Trecho do texto.

################

O que há por trás do ‘milagre’?
NOS pátios das escolas e nas portas das fábricas, do Japão, geralmente se encontra a estátua de um garotinho com um feixe de lenha nas costas e um livro na mão. Ninomiya Sontoku é o “Sábio Camponês do Japão”, do século 19. Nascido em uma pobre família de camponeses, aprendeu por si mesmo a ler e a escrever. Depois de ter êxito no sítio de sua família, ensinou a outros como dirigir seus sítios e suas finanças, e como cooperar com outros, para o benefício mútuo. Tornou-se o símbolo do êxito através do trabalho árduo e da cooperação.
Outros países, naturalmente, têm suas próprias versões dos heróis que eram meninos pobres e lograram êxito na vida. Mas, talvez, nenhum deles se compare com Ninomiya na influência que ele exerceu em moldar os valores culturais e sociais nipônicos — sua ética de incansável trabalho, sua capacidade de suportar as mais graves limitações, e sua disposição de fazer os necessários sacrifícios pessoais para o bem do todo. No espírito de Ninomiya, talvez mais do que em qualquer outra coisa, pode-se perceber exatamente o que há por trás do atual milagre japonês.

################

Entradas do conjunto de dados:
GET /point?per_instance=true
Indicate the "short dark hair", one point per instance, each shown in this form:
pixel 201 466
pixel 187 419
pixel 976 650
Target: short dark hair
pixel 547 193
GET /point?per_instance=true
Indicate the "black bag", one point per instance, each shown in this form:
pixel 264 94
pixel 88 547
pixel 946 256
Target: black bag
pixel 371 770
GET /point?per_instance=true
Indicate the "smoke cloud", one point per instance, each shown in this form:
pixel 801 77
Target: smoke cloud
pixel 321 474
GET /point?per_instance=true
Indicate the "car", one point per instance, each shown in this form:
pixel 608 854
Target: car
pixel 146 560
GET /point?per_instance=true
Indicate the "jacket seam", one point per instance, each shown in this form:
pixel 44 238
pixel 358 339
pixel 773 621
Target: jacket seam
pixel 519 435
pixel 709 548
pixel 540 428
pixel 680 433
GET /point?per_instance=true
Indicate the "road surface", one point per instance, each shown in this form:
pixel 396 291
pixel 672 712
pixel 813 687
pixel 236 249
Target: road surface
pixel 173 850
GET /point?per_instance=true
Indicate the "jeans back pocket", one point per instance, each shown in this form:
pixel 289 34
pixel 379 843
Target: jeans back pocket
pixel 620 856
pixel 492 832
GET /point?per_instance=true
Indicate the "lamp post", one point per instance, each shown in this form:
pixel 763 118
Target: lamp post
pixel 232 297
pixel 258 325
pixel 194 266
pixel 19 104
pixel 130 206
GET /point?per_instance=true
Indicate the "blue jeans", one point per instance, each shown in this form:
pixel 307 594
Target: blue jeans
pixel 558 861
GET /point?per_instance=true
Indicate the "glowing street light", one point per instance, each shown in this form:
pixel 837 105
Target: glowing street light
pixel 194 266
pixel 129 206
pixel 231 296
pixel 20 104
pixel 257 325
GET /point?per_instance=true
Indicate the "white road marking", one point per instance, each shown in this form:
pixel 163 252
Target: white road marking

################

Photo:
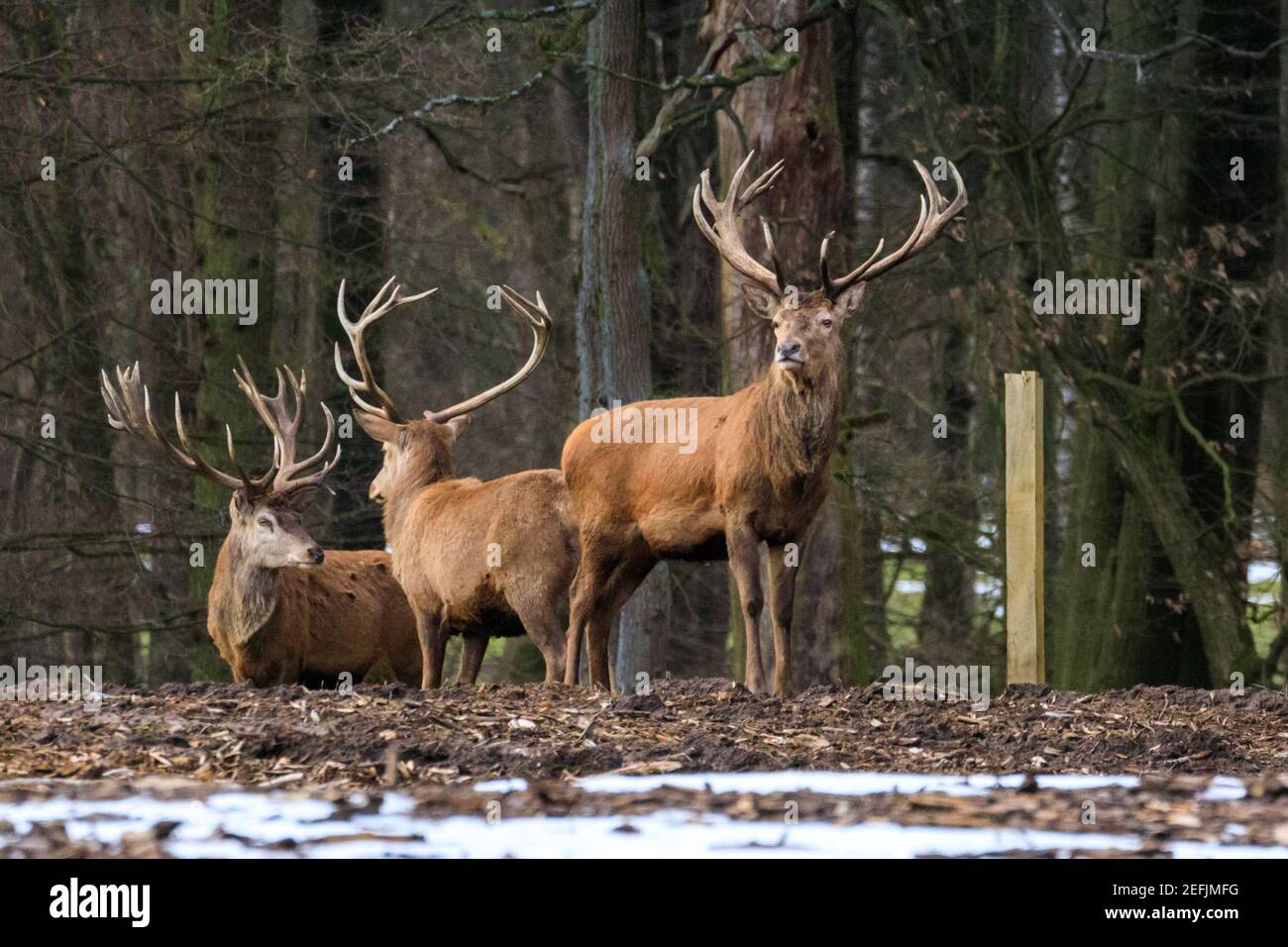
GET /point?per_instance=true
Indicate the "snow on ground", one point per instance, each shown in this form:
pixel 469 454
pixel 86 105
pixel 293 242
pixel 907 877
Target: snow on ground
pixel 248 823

################

Instrução dada A.
Pode atualizar o trecho do texto sobre Ninomiya Sontoku começando em "Outros países, naturalmente, têm" e seguindo até "atual milagre japonês.", trocando "milagre japonês" por "sucesso japonês"?
Instrução dada B.
Como ficaria, de forma mais curta e sem perder os fatos principais, o parágrafo do texto sobre Ninomiya Sontoku que começa com "NOS pátios das escolas"?
Instrução dada C.
De acordo com o texto sobre Ninomiya Sontoku, as afirmações abaixo estão corretas? (i) Ninomiya nasceu em uma família rica. (ii) Ninomiya aprendeu sozinho a ler e a escrever. (iii) A estátua mostra um garoto com um livro na mão.

Solução A.
Outros países, naturalmente, têm suas próprias versões dos heróis que eram meninos pobres e lograram êxito na vida. Mas, talvez, nenhum deles se compare com Ninomiya na influência que ele exerceu em moldar os valores culturais e sociais nipônicos — sua ética de incansável trabalho, sua capacidade de suportar as mais graves limitações, e sua disposição de fazer os necessários sacrifícios pessoais para o bem do todo. No espírito de Ninomiya, talvez mais do que em qualquer outra coisa, pode-se perceber exatamente o que há por trás do atual sucesso japonês.

Solução B.
No Japão, escolas e fábricas costumam ter a estátua de um garotinho com um feixe de lenha nas costas e um livro na mão: Ninomiya Sontoku, o "Sábio Camponês do Japão", do século 19. Filho de uma família pobre de camponeses, aprendeu sozinho a ler e a escrever. Depois de prosperar no sítio da família, ensinou outros a administrar sítios e finanças e a cooperar para o benefício mútuo. Tornou-se símbolo do êxito pelo trabalho árduo e pela cooperação.

Solução C.
(i) Não: "Nascido em uma pobre família de camponeses".
(ii) Sim: "aprendeu por si mesmo a ler e a escrever".
(iii) Sim: "um feixe de lenha nas costas e um livro na mão".